**Exercise**.
Could you write out the data that follows, exactly and in full?

**Data supplied**.
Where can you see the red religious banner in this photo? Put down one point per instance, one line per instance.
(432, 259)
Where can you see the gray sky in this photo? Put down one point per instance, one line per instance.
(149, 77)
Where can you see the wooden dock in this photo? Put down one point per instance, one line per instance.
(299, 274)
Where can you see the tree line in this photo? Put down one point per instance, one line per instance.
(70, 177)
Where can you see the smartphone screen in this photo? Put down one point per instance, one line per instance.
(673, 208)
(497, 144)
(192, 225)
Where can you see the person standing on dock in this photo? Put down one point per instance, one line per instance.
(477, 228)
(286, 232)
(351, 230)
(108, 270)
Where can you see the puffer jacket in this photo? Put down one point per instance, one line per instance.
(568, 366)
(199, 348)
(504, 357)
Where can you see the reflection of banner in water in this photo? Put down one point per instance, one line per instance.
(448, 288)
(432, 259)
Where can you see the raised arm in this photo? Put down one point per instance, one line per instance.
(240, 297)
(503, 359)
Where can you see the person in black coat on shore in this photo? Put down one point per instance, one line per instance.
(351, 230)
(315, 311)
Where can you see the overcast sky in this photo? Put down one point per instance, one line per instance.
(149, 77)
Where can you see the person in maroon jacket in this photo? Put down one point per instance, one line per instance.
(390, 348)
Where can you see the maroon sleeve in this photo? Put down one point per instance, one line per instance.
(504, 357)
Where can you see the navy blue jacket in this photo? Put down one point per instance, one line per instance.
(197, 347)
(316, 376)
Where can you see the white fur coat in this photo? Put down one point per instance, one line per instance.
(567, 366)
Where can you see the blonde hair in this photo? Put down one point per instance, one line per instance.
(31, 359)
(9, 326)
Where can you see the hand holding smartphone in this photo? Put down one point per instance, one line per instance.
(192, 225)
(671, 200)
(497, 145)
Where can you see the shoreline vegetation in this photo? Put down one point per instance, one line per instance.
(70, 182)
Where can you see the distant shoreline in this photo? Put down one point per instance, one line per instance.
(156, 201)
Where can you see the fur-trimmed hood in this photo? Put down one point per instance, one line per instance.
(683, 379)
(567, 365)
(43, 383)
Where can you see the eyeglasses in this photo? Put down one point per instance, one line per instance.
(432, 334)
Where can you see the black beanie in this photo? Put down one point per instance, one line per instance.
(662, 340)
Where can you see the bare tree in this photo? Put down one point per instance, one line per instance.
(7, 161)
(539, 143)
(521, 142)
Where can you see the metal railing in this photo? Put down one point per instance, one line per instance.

**Result below**.
Where can you see the red religious banner in this photo? Put down one point per instance, one line per instance.
(432, 259)
Where can you see the gray sky in this photo? Put down one point per instance, one line per instance.
(149, 77)
Where can you see the wooden dock in this photo? Put down one point per instance, one line per instance.
(299, 274)
Where can you see the tree line in this photo? Put down one point per instance, one line per instance.
(70, 177)
Where can you see the smartphone screen in this photo? Put down one point per instance, one line per instance.
(673, 208)
(497, 144)
(192, 225)
Where can you see the person standing on dock in this photo? Put down one point per instance, one line per instance.
(477, 228)
(286, 232)
(351, 230)
(108, 270)
Where can you see the puffer jacket in this photo? Put down one point per instance, one line per instance.
(568, 366)
(199, 348)
(504, 357)
Where can you see the reflection of banner in water in this photo? Put down one point per instance, one line per instance.
(448, 288)
(432, 259)
Where can you see the raised arm in this photo? Put down one point per instance, one line per instance.
(240, 297)
(503, 359)
Where can you see the person in black coat on shore in this photo? Put down one point per instance, one line per instance.
(351, 230)
(315, 311)
Where can you see the overcast sky in this photo? Put down one point per instance, one line per instance.
(149, 77)
Where can you see the person in maroon jacket in this photo? Put down one point per instance, one line per instance.
(390, 348)
Where can you see the maroon sleeve in this photo? Put down one point per instance, one line per instance.
(504, 357)
Where can you see the navy blue jacket in this photo? Put down one point per instance, one line per instance.
(197, 347)
(316, 376)
Where can you see the white fur coat in this photo? Put down one point per instance, one line per instance.
(567, 366)
Where can you see the blonde hair in this photo? Put down one point per instance, one line per instance.
(31, 359)
(9, 326)
Where can you see the hand holding smartphone in this photo? Put down one point per instance, one line per instance.
(192, 225)
(671, 200)
(497, 145)
Where can you see the shoreline vegetation in this photo? Put down one point per instance, one line per instance.
(70, 182)
Where can you see the distant shoreline in this photo? Put down one point per instance, one line per instance.
(156, 201)
Where can you see the fur-trimmed hood in this photo? Put down one point per instance, one line per instance.
(683, 379)
(567, 365)
(43, 383)
Where can you see the eyeglasses in this photo? Put down one point per instance, one line per instance.
(432, 334)
Where can you see the black beanie in this photo? Put down one point per instance, one line per instance.
(662, 340)
Where can you see the bare tree in this photo? Put down one point per instance, one line per instance.
(7, 161)
(539, 143)
(521, 142)
Where can you see the metal railing in this photo? Put down one point per instance, one line per instance.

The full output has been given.